#### [Given passage]
------------------------------
# October NE MI report w/pics...



## brookid (Aug 25, 2004)

Northern Michigan is a pretty special place to be this time of year. The foecast called for rain and snow thru this coming weekend so we decided to get a few days in early in the week. I'm actually glad that the inland trout season is over (at least as it concerns me), it may help me stay employed.
We left Saturday evening and made grayling about 11pm.

Sunday morning at the lodge i met a couple gentleman and after a lengthly conversation they invited me along to fish with them. These guys have been fishing the river for a long time and have made quite a few "connections" along the way. We were going to fish an area that unless you own property or float it, its tough to get access.

We drove to some private property and parked. I was surprised to find out that the place belongs to a pretty well known fly tier in the midwest.
We suited up and headed down to the river. The plan was to let Curtis lead the way, i would follow about 15 minutes later followed by Mark.










We got in the water about noon. It was a beautiful fall day, 72 degrees and a bright blue sky. Ideally we would fish down to a certain area where if the olives showed we would see some good dry fly fishing. We fished a leasurely pace. Curtis swang a soft hackle and Mark and i went with small streamers. I picked up a small brookie pretty quickly and thats about as good as i did for the remainder of our wade.










The brookies are quite stunning this time of year, even when slightly out of focus. I met up with Curtis at one of our stops along the way. We sat on a log and watched Mark fish his way down to us. Curtis said to me that Mark just looked like a fly fisherman, no arguments. The guy looks the part. It was a pleasure to watch him throw
line using an old Leonard cane rod...just a sweet, graceful stroke.

(look close...he's there)










They each picked up a few fish. The olives never showed so we cut the wade a little short and climbed out.










I headed over to fish another stretch of water...they went to have a beer. I couldn't buy a fish. We met up with them for dinner and afterwords i headed back out for some night fishing but the drought continued. It was a tough first day but a beautiful one and some friendships were made. I hope to show them some Wisconsin fishing next year.
------------------------------
#### [What you will do]
a – From the fishing report, extract the stretch from "We left Saturday" through "followed by Mark.".
b – Summarize the fishing report in three sentences.
The lines after this fishing report play no part in the work.
------------------------------
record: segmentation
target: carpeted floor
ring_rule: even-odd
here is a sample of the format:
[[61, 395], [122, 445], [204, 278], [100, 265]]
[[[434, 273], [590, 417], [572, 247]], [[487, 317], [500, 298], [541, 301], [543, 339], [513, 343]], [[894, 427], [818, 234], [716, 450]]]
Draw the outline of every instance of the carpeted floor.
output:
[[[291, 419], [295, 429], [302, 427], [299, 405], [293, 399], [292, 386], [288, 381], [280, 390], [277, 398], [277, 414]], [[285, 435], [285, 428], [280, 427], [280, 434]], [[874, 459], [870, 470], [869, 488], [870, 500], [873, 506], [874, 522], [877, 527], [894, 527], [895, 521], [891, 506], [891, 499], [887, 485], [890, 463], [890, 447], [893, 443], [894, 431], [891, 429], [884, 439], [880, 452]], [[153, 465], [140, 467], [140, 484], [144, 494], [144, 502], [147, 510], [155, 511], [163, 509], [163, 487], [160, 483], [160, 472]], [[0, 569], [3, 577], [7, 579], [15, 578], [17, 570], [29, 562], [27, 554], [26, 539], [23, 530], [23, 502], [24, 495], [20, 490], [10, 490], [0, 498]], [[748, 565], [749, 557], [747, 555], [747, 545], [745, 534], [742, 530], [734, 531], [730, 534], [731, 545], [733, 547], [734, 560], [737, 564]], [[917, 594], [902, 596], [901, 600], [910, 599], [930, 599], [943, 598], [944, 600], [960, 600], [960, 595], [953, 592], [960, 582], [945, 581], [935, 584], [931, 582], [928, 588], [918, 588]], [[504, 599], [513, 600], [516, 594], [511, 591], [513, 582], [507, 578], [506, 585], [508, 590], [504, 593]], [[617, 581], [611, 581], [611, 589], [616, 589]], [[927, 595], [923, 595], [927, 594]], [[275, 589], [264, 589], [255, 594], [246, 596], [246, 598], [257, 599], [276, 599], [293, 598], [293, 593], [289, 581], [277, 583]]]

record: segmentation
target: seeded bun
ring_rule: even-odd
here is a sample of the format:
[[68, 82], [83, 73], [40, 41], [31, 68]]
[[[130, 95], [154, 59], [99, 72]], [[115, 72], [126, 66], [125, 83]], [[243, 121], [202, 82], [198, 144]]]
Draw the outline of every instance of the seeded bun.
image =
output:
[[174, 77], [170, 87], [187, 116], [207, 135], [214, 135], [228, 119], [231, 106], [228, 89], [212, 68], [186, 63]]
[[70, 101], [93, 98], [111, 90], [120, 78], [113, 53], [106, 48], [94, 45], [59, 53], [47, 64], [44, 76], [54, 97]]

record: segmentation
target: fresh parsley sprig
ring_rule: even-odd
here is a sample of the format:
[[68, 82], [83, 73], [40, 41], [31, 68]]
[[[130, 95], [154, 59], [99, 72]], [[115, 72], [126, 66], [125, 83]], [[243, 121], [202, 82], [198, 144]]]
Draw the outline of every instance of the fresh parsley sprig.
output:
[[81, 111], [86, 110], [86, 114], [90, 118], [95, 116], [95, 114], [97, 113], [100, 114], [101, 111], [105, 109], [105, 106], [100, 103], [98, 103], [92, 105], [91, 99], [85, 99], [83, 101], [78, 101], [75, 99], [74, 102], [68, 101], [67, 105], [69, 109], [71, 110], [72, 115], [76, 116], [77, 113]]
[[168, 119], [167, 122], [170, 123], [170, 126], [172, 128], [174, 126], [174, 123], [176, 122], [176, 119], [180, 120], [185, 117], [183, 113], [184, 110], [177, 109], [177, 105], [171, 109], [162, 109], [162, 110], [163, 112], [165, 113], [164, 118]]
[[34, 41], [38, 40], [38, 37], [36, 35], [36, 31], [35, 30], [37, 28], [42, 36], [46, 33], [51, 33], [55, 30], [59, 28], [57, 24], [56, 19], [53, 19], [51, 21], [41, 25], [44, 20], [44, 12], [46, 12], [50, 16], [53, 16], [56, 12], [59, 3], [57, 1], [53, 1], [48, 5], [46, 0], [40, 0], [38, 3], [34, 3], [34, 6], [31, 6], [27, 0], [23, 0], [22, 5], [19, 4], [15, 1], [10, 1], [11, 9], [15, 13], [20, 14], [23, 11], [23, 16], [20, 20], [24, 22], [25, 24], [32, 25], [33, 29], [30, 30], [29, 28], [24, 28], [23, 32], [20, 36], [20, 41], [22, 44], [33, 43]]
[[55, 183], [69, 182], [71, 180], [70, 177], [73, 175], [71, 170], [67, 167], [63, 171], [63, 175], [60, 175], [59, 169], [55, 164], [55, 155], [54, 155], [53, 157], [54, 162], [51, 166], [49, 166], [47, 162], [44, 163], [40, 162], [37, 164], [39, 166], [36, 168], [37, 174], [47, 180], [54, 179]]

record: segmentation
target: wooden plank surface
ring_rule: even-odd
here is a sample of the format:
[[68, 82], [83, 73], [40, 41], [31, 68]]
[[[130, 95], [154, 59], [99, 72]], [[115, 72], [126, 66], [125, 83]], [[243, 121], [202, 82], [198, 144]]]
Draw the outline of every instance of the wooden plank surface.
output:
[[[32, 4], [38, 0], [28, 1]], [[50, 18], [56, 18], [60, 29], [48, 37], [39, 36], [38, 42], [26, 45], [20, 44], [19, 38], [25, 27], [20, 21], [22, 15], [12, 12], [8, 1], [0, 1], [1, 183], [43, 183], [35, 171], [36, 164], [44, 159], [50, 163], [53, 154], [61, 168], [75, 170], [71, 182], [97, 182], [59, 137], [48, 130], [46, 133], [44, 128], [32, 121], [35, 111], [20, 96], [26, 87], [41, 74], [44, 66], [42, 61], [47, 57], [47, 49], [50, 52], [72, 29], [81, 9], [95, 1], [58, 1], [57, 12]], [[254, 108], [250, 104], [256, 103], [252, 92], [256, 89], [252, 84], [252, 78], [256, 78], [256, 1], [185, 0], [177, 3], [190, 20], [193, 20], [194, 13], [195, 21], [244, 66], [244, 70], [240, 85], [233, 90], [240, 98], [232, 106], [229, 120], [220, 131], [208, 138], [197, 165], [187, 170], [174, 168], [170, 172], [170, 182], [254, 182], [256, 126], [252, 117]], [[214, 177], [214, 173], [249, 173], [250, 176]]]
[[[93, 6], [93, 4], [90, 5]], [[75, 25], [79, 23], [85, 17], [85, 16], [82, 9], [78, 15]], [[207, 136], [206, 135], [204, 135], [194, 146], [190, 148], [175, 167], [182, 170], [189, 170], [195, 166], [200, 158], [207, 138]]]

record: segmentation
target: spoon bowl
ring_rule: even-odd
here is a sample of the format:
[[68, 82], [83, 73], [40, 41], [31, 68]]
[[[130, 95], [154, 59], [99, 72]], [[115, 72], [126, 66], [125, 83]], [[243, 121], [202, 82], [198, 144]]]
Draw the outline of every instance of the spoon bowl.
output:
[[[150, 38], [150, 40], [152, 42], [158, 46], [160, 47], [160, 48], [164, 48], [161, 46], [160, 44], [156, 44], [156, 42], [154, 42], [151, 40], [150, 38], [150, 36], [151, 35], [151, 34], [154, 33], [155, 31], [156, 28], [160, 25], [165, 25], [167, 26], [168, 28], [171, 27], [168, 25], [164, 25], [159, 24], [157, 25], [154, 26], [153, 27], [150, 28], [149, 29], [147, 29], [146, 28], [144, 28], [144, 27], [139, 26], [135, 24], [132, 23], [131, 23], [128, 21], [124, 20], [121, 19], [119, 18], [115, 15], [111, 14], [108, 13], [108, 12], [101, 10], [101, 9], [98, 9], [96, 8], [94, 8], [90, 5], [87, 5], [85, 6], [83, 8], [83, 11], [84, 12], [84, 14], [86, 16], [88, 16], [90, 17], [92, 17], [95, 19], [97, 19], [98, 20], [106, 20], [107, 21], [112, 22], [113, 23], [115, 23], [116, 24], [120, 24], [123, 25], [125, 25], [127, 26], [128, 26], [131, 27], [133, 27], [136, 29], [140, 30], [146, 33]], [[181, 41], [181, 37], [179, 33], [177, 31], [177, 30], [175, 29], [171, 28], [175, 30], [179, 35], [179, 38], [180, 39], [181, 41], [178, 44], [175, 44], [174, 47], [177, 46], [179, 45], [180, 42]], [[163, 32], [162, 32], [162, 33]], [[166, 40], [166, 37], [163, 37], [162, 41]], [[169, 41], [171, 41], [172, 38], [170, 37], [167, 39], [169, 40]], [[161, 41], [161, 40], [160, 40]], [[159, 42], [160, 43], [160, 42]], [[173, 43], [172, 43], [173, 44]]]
------------------------------
#### [The results]
a –
We left Saturday evening and made grayling about 11pm.

Sunday morning at the lodge i met a couple gentleman and after a lengthly conversation they invited me along to fish with them. These guys have been fishing the river for a long time and have made quite a few "connections" along the way. We were going to fish an area that unless you own property or float it, its tough to get access.

We drove to some private property and parked. I was surprised to find out that the place belongs to a pretty well known fly tier in the midwest.
We suited up and headed down to the river. The plan was to let Curtis lead the way, i would follow about 15 minutes later followed by Mark.

b – After arriving in northern Michigan, the writer met two anglers at the lodge who had fished the river for a long time, and they invited the writer to fish a hard-to-reach stretch of it from private property. On a 72-degree day under a bright blue sky, the writer caught only one small brookie while the other two each picked up a few fish, and the group cut the wade short when the olives never showed. The writer fished another stretch and went out again at night without catching anything, but called it a beautiful day on which friendships were made.